● Input material
┄┄┄┄┄┄

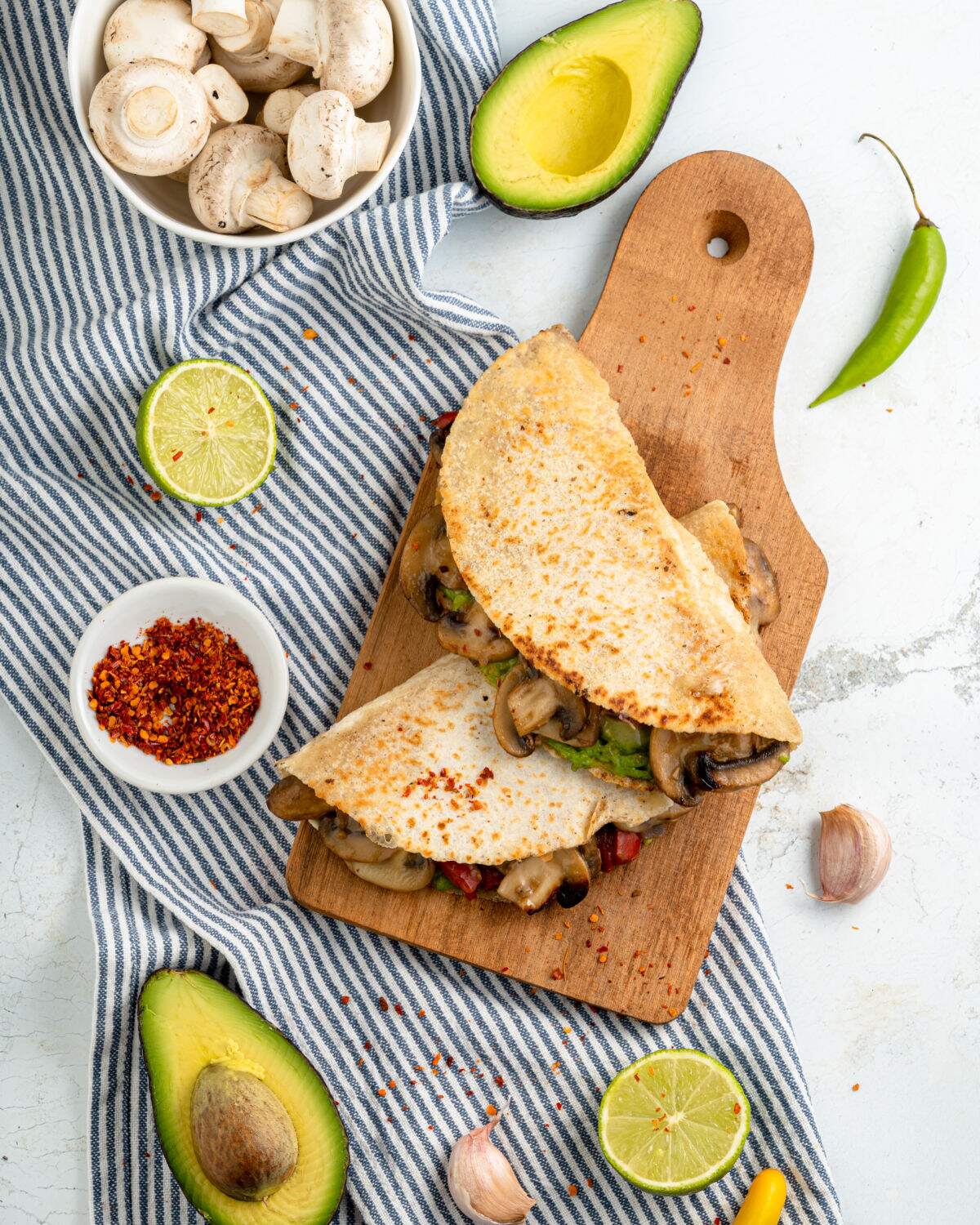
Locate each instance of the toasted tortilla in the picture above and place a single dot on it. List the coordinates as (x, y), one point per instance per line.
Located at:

┄┄┄┄┄┄

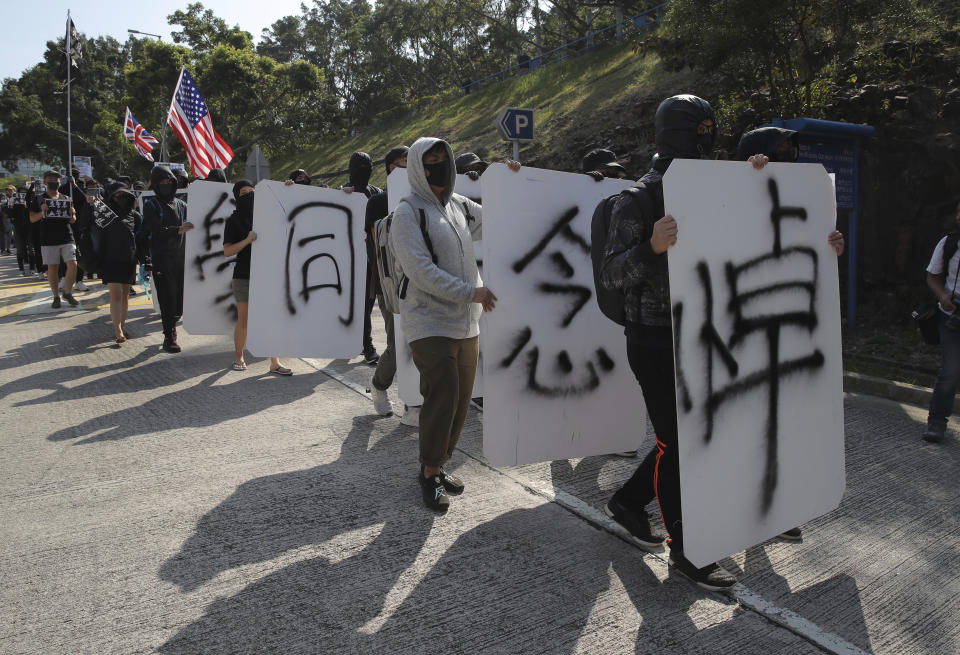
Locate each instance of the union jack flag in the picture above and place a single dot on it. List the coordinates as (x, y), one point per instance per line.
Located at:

┄┄┄┄┄┄

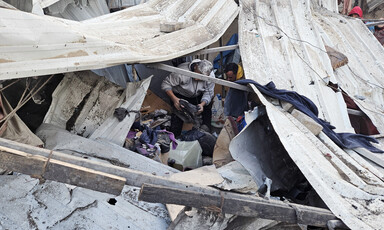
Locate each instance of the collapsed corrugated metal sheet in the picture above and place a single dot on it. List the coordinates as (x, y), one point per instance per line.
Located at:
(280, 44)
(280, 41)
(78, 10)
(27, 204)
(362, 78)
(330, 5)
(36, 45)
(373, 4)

┄┄┄┄┄┄

Display every line in the listing that contains the word "above". Case counts.

Locate each instance of the toasted tortilla in the picture above and place a single dot on it. List the coordinates as (x, y), one point per instance per line.
Locate each instance of the union jack flag in the picture above and place a single dot on it. List the coordinates as (x, y), one point per instance per line.
Locate each instance of the collapsed corrugated metal sheet in the picture above and place a single dot on it. List the coordinates as (x, y), one point per instance per line.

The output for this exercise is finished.